• [What you need to do]:
Every entry must appear in the answer exactly as written.

• [Data for this task]:
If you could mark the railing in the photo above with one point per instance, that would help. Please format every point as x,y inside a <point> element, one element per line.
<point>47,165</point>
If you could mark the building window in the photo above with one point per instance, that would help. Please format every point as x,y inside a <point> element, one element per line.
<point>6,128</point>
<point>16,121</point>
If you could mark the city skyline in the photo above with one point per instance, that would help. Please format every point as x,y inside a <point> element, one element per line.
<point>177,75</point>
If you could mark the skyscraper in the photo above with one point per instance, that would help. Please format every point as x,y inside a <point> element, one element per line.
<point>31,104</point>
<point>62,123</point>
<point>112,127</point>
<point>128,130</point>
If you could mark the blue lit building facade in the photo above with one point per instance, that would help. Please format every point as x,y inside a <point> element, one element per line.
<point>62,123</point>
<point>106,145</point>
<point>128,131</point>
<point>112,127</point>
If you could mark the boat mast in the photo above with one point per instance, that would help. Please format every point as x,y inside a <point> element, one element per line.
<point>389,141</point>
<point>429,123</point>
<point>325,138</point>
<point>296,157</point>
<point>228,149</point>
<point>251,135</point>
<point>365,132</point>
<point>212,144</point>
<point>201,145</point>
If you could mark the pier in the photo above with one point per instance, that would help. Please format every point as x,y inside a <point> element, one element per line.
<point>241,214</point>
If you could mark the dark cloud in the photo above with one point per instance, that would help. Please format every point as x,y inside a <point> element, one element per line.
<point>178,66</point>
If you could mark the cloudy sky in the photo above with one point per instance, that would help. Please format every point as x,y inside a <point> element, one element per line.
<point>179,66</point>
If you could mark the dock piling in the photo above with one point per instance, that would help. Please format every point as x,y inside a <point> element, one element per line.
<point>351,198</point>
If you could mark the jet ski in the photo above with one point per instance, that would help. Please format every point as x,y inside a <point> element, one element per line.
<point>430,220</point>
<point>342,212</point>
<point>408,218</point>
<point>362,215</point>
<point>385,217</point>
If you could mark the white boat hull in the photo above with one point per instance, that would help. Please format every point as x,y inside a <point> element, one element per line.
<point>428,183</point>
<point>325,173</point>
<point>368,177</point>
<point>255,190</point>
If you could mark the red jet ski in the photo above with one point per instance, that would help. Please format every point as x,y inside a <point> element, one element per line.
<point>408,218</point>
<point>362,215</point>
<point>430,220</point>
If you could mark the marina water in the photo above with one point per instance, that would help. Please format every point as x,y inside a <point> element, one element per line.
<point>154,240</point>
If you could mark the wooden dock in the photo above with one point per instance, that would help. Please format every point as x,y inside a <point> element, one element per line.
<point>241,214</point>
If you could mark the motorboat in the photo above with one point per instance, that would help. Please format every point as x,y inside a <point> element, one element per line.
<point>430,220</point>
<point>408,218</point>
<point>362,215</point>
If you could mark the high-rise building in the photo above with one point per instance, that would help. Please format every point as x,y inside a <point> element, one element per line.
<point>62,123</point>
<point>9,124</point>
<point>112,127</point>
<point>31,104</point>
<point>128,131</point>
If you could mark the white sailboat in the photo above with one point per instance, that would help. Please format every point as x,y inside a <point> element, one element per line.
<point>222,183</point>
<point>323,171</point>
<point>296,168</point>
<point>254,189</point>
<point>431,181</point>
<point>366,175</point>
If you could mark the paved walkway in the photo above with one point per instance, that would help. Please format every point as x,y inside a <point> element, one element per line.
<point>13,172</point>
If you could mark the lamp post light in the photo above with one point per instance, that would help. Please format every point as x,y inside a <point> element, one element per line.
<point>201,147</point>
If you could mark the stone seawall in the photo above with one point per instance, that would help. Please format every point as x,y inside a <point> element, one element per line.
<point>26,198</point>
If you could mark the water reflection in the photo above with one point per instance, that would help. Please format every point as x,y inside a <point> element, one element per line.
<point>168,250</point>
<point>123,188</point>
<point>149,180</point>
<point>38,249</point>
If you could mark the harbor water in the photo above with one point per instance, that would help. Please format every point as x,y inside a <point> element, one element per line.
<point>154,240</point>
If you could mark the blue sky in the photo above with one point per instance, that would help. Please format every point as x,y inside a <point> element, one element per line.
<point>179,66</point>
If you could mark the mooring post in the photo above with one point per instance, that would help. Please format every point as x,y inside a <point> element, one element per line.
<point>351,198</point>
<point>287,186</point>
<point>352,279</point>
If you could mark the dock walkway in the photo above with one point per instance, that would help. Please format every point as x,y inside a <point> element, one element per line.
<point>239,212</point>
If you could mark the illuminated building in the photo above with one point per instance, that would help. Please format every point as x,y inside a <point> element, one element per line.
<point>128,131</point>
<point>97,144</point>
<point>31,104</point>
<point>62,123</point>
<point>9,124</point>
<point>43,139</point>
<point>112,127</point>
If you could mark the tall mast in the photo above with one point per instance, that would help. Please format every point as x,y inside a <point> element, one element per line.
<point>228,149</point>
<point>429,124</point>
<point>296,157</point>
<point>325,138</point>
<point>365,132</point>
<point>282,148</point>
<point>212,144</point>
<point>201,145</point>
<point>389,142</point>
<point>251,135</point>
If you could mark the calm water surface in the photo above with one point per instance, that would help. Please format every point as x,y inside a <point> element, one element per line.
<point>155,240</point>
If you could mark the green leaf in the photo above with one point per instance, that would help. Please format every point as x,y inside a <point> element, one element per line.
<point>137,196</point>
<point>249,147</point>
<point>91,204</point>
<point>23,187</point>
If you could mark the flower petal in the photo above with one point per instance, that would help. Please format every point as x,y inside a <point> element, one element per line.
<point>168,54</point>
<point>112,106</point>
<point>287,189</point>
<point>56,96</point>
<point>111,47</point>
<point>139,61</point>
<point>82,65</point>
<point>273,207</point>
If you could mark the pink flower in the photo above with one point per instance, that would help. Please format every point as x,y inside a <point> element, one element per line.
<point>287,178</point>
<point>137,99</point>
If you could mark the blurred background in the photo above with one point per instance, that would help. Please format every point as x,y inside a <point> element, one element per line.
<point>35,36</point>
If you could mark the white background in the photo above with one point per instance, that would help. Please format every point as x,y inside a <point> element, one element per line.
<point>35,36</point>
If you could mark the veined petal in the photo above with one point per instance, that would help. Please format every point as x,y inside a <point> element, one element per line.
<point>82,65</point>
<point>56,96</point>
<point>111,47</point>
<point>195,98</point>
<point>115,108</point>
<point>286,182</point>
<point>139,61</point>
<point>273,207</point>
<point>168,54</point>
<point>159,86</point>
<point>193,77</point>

• [Expected output]:
If you could mark the railing in the photo above with one point per instance, that would help. Please format every point as x,y inside a <point> element, one element per line.
<point>47,165</point>
If you could mark the building window in the photo above with one point per instance, that would help. Please format every point as x,y inside a <point> element, one element per line.
<point>6,128</point>
<point>16,121</point>
If you could mark the city skyline in the photo above with one point per instance, that would help. Please format every point as x,y inside a <point> element, one element per line.
<point>177,75</point>
If you could mark the skyscraper in the photo above with one point per instance, that would help. Please format every point as x,y inside a <point> element, one element per line.
<point>31,104</point>
<point>62,123</point>
<point>112,127</point>
<point>128,130</point>
If you could mark the blue lit building facade in the photo above with one point per instance, that would help. Please format every point as x,y inside a <point> element, one element per line.
<point>62,123</point>
<point>106,145</point>
<point>128,131</point>
<point>112,127</point>
If you could mark the boat mast in the photo above with one point per instance, that would help. Please format every point as x,y inside a <point> element, one element per line.
<point>389,141</point>
<point>429,123</point>
<point>325,138</point>
<point>296,157</point>
<point>228,149</point>
<point>251,135</point>
<point>365,132</point>
<point>212,144</point>
<point>201,145</point>
If you could mark the pier in the photo above with one point per instance, that would help. Please format every point as x,y inside a <point> element, one element per line.
<point>241,214</point>
If you could mark the dark cloud in the photo above with one point per instance, that would help. Please format every point as x,y inside a <point> element, one element per line.
<point>178,66</point>
If you could mark the cloudy sky in the photo above with one point per instance, that would help. Please format every point as x,y inside a <point> element, one element per line.
<point>179,66</point>
If you could mark the dock piling in the photo above with one point per instance, that would help. Please format every point as x,y inside a <point> element, one element per line.
<point>351,198</point>
If you could mark the jet ski in the photo above with one point per instance, that would help. Please format every point as x,y inside a <point> element, one element per line.
<point>430,220</point>
<point>342,212</point>
<point>408,218</point>
<point>362,215</point>
<point>385,217</point>
If you could mark the white boat hull in the photo above with one point per instance, that would help. Please format every point as x,y inside a <point> element, one element per line.
<point>428,183</point>
<point>325,173</point>
<point>368,177</point>
<point>255,190</point>
If you could mark the red jet ski in the photo above with one point per instance, that would help. Please format every point as x,y inside a <point> element, one element per line.
<point>408,218</point>
<point>362,215</point>
<point>430,220</point>
If you could mark the marina water in the photo above with one point per instance, that would help. Please format every point as x,y inside a <point> element, one element per line.
<point>154,240</point>
If you could mark the wooden dock in the photo above with one point per instance, that would help. Please format every point as x,y inside a <point> element, one element per line.
<point>241,214</point>
If you could mark the motorboat in the photo above with one point per instance, that would help. Please format every point as x,y inside a <point> element, one element per line.
<point>430,220</point>
<point>408,218</point>
<point>362,215</point>
If you could mark the high-rise building in the photo above with one point per instance, that would help. Please format every point as x,y inside a <point> element, one element per line.
<point>62,123</point>
<point>9,124</point>
<point>112,127</point>
<point>31,104</point>
<point>128,131</point>
If you could mark the white sailboat in the photo above with one point per instance, that would help. Please format every point as x,y inside a <point> element, one element per line.
<point>222,183</point>
<point>323,171</point>
<point>296,168</point>
<point>254,189</point>
<point>431,181</point>
<point>366,175</point>
If you could mark the paved walkway in the photo above with one point per instance, that would help. Please format every point as x,y inside a <point> element, one element per line.
<point>13,172</point>
If you could mark the lamp post light in the photo above with one point per instance, that would help. Please format every point as x,y inside a <point> element, one element per line.
<point>201,147</point>
If you could mark the stone seawall in the photo above with one point per instance, that would help. Please format every point as x,y inside a <point> element, one element per line.
<point>26,198</point>
If you could mark the water reflection in the photo above with one point per instance, that would help. Please format every point as x,y inside a <point> element, one element per line.
<point>168,250</point>
<point>123,188</point>
<point>149,180</point>
<point>38,249</point>
If you could mark the harbor water in the photo above with one point per instance, that would help. Please format every point as x,y inside a <point> element, one element per line.
<point>154,240</point>
If you could mark the blue sky in the photo above with one point per instance, that would help. Please format every point as x,y inside a <point> element, one element per line.
<point>179,66</point>
If you could mark the mooring post in the photo above with one point per instance, that would help. Please format every point as x,y inside a <point> element, one element per line.
<point>351,198</point>
<point>287,186</point>
<point>352,279</point>
If you could mark the dock walkway in the photo above with one point per instance, that would help. Please format every point as x,y inside a <point> element, one element per line.
<point>239,212</point>
If you could mark the illuminated building in the photo above with one point per instance, that would help. Please format every point as x,y inside a <point> element, one element per line.
<point>128,131</point>
<point>97,144</point>
<point>31,104</point>
<point>62,123</point>
<point>9,124</point>
<point>43,139</point>
<point>112,127</point>
If you could mark the tall mast in the photo above with one point per instance, that would help. Please format every point as x,y inside a <point> element, one element per line.
<point>228,149</point>
<point>429,124</point>
<point>296,157</point>
<point>325,138</point>
<point>365,132</point>
<point>282,148</point>
<point>212,144</point>
<point>201,145</point>
<point>389,142</point>
<point>251,135</point>
If you could mark the calm water surface in the photo above with one point per instance, that would help. Please format every point as x,y inside a <point> element, one element per line.
<point>155,240</point>
If you could mark the green leaf in the photo above with one point per instance, that would help. Please format every point as x,y inside a <point> element, one element per line.
<point>137,196</point>
<point>249,147</point>
<point>91,204</point>
<point>23,187</point>
If you could mark the flower petal in the photo above with one point per instance, that would help. Please format every point as x,y inside a <point> element, one element per line.
<point>168,54</point>
<point>112,106</point>
<point>287,189</point>
<point>56,96</point>
<point>111,47</point>
<point>139,61</point>
<point>82,65</point>
<point>273,207</point>
If you could mark the pink flower in the photo above with one point per instance, that would help. Please format every point as x,y inside a <point> element, one element per line.
<point>287,178</point>
<point>137,99</point>
If you could mark the blurred background in the photo above with one point per instance, that would help. Please format every point as x,y inside a <point> element, one element per line.
<point>35,36</point>
If you could mark the white background in the photo above with one point per instance, that would help. Please format every point as x,y inside a <point> element, one element per line.
<point>35,36</point>
If you could mark the veined petal in the photo above with one point per instance, that would help. Please format every point as x,y inside a <point> element, one element per line.
<point>82,65</point>
<point>56,96</point>
<point>111,47</point>
<point>195,98</point>
<point>115,108</point>
<point>286,182</point>
<point>139,61</point>
<point>273,207</point>
<point>168,54</point>
<point>159,86</point>
<point>193,77</point>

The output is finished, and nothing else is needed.